Repeat every line of the entries below word for word, leaving out the pictures.

---------- Material provided

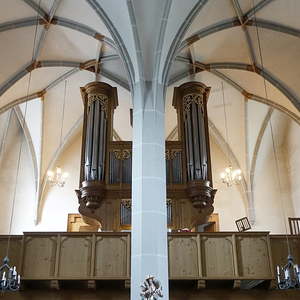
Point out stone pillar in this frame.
[77,82,118,212]
[131,82,169,300]
[173,82,216,222]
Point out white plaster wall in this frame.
[253,122,294,234]
[0,112,35,234]
[210,138,246,231]
[284,121,300,217]
[35,132,81,231]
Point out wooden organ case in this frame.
[76,82,216,231]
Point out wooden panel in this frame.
[94,236,128,278]
[0,237,22,270]
[202,235,234,278]
[169,236,198,279]
[236,234,271,279]
[22,236,56,279]
[58,235,92,279]
[270,236,300,268]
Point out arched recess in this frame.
[0,60,129,100]
[173,57,300,111]
[168,59,300,125]
[13,106,38,191]
[35,115,83,225]
[167,120,250,217]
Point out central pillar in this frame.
[131,82,169,300]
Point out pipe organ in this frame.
[173,82,216,220]
[76,82,216,231]
[77,82,118,217]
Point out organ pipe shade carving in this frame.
[173,82,216,214]
[77,82,118,210]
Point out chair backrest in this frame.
[289,218,300,234]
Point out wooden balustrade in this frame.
[0,232,300,280]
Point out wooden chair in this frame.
[289,218,300,234]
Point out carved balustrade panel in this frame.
[95,236,130,279]
[58,235,92,279]
[169,235,199,279]
[201,235,236,279]
[0,232,286,280]
[236,234,273,279]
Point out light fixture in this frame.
[47,167,69,187]
[220,82,242,187]
[0,256,21,292]
[47,80,69,187]
[220,166,242,187]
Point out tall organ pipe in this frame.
[173,82,216,216]
[76,82,118,210]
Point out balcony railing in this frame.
[0,232,300,281]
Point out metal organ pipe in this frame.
[76,82,118,210]
[173,82,216,217]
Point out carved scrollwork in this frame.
[121,199,131,209]
[183,94,203,113]
[88,94,108,114]
[113,149,131,160]
[166,149,181,160]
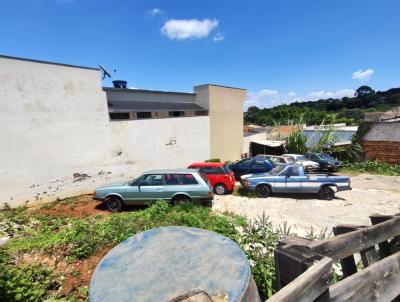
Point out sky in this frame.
[0,0,400,109]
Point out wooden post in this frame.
[369,215,394,259]
[275,237,332,302]
[333,224,379,268]
[274,237,316,290]
[268,257,333,302]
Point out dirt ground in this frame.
[213,174,400,236]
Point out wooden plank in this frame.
[329,252,400,302]
[267,257,333,302]
[360,246,379,267]
[334,224,379,268]
[275,245,322,288]
[333,225,357,277]
[309,216,400,260]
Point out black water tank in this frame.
[113,80,128,89]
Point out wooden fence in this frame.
[268,214,400,302]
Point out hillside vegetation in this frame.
[244,86,400,126]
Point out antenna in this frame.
[99,64,115,80]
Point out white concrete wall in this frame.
[0,57,210,208]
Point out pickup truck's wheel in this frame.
[172,195,190,206]
[106,196,124,212]
[318,186,335,200]
[256,185,271,198]
[214,184,228,195]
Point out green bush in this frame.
[341,160,400,176]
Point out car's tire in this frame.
[214,184,228,195]
[172,195,190,206]
[256,184,271,198]
[106,196,124,212]
[318,186,335,200]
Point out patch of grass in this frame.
[340,160,400,176]
[0,250,60,302]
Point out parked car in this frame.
[229,156,276,180]
[241,164,351,200]
[188,162,235,195]
[282,154,319,171]
[257,154,295,165]
[305,152,342,171]
[94,169,214,212]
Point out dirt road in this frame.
[213,174,400,236]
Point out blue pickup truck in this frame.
[241,164,351,200]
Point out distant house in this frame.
[362,109,400,164]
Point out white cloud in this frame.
[161,19,218,40]
[245,89,355,110]
[351,69,374,81]
[149,8,163,17]
[213,32,225,42]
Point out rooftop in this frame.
[108,100,207,112]
[103,87,195,95]
[0,55,100,70]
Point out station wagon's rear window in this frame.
[165,174,199,186]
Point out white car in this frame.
[282,154,319,171]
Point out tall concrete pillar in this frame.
[194,84,246,161]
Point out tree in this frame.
[354,86,375,98]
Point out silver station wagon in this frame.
[94,169,214,212]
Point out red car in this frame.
[188,163,235,195]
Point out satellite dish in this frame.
[99,64,115,80]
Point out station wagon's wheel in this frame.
[214,184,228,195]
[256,185,271,198]
[318,186,335,200]
[106,196,124,212]
[172,195,190,206]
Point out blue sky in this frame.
[0,0,400,107]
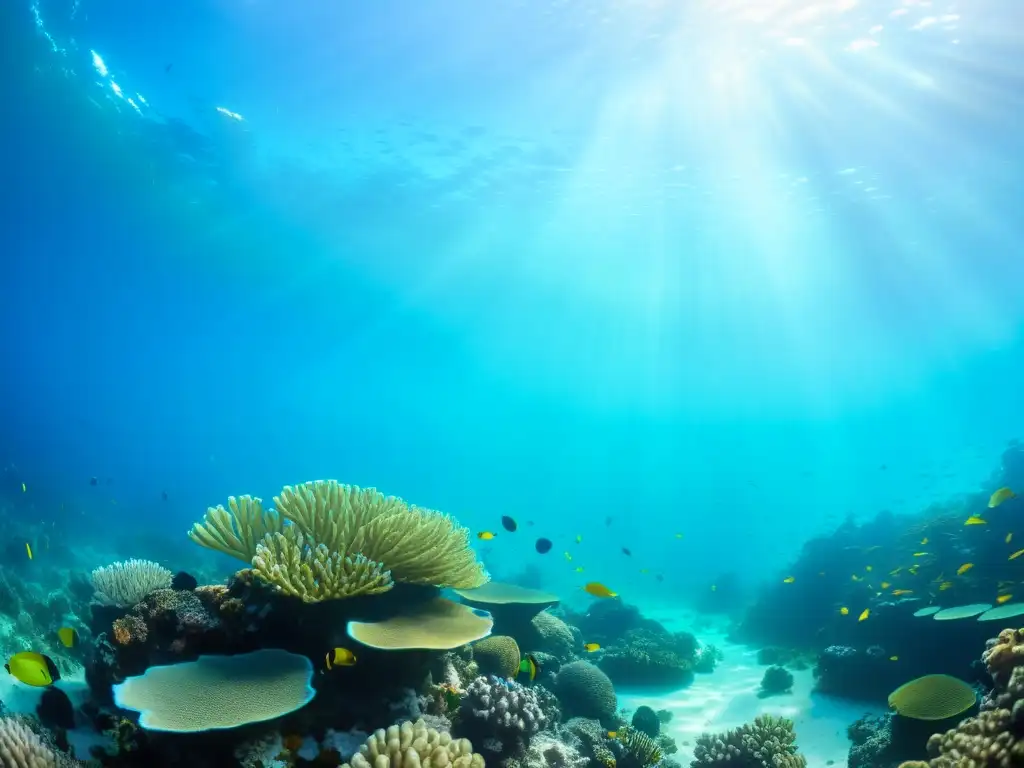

--------------------

# Written solution
Point out stone pillar in this frame.
[77,82,118,212]
[131,82,169,300]
[173,82,216,222]
Point out white plaster wall in this frame.
[253,122,294,234]
[0,112,35,234]
[210,138,246,231]
[284,121,300,217]
[35,132,81,231]
Point out wooden organ case in this frame.
[76,82,216,231]
Point out wooden panel in this frame.
[94,236,128,278]
[0,237,22,270]
[202,235,234,278]
[169,236,198,279]
[236,234,271,279]
[22,236,56,279]
[58,235,92,279]
[270,236,300,268]
Point out arched recess in this frame.
[0,60,129,100]
[173,57,300,111]
[168,59,300,125]
[13,106,38,191]
[35,115,83,225]
[167,120,250,217]
Point out central pillar in this frame.
[131,82,169,300]
Point out pipe organ in this frame.
[173,82,216,220]
[76,82,216,231]
[77,82,118,217]
Point out organ pipe shade carving in this frame.
[173,82,216,214]
[77,82,118,210]
Point out chair backrest in this frame.
[289,218,300,234]
Point out wooden balustrade in this frame.
[0,232,300,280]
Point out wooden chair in this frame.
[289,218,300,234]
Point out carved balustrade panel in this frame.
[95,236,130,279]
[58,235,92,279]
[169,235,199,279]
[201,235,236,279]
[0,232,286,280]
[236,234,273,279]
Point out light fixture in this frame.
[47,167,69,187]
[220,82,242,187]
[0,256,21,292]
[47,80,69,187]
[220,166,242,187]
Point out tall organ pipe in this frame.
[173,82,216,216]
[76,82,118,210]
Point out balcony railing in this frame.
[0,232,300,281]
Point out metal organ pipe in this frame.
[76,82,118,210]
[173,82,216,217]
Point out carved scrollwork in this frame.
[121,199,131,209]
[183,94,203,113]
[88,94,108,114]
[113,149,131,160]
[166,149,181,160]
Point out sky in this frame.
[0,0,400,109]
Point out wooden post in this frame.
[369,215,394,259]
[275,237,332,302]
[333,224,379,268]
[274,237,316,290]
[268,257,333,302]
Point out dirt ground in this frame.
[213,174,400,236]
Point out wooden plank in this frame.
[329,252,400,302]
[267,257,333,302]
[360,246,379,267]
[334,224,379,268]
[275,245,322,288]
[333,225,357,277]
[309,216,400,260]
Point out black water tank in this frame.
[113,80,128,89]
Point out wooden fence in this frame.
[268,214,400,302]
Point out hillside vegetation in this frame.
[244,86,400,126]
Point out antenna in this frame.
[99,64,115,80]
Point out white concrete wall in this frame.
[0,57,210,208]
Point out pickup truck's wheel in this frame.
[172,195,190,206]
[106,196,124,212]
[318,186,335,200]
[256,185,271,198]
[214,184,228,195]
Point out green bush in this frame.
[341,160,400,176]
Point out car's tire in this frame.
[214,184,228,195]
[172,195,190,206]
[256,184,271,198]
[106,196,124,212]
[318,186,335,200]
Point out patch of grass in this frame.
[340,160,400,176]
[0,250,60,302]
Point out parked car in this frame.
[229,156,276,180]
[241,164,351,200]
[188,162,235,195]
[282,154,319,171]
[257,154,295,165]
[305,152,342,171]
[94,169,214,212]
Point out dirt road in this frame.
[213,174,400,236]
Point out blue pickup truck in this frame.
[241,164,351,200]
Point out distant house in this frame.
[362,109,400,164]
Point out white cloud in this frame.
[161,19,218,40]
[245,89,355,110]
[351,69,374,81]
[149,8,163,17]
[213,32,225,42]
Point out rooftop in this frame.
[108,100,207,112]
[103,87,195,95]
[0,55,100,70]
Point out station wagon's rear window in this frame.
[165,174,199,186]
Point out white car in this frame.
[282,154,319,171]
Point out tall concrete pillar in this frame.
[194,84,246,161]
Point out tree in this frame.
[354,86,375,98]
Point out silver station wagon in this frame.
[94,169,214,212]
Point out red car in this frame.
[188,163,235,195]
Point out satellite dish in this frame.
[99,64,115,80]
Point out station wagon's wheel in this frame.
[214,184,228,195]
[256,185,271,198]
[318,186,335,200]
[106,196,124,212]
[172,195,190,206]
Point out blue sky in this frame.
[0,0,400,107]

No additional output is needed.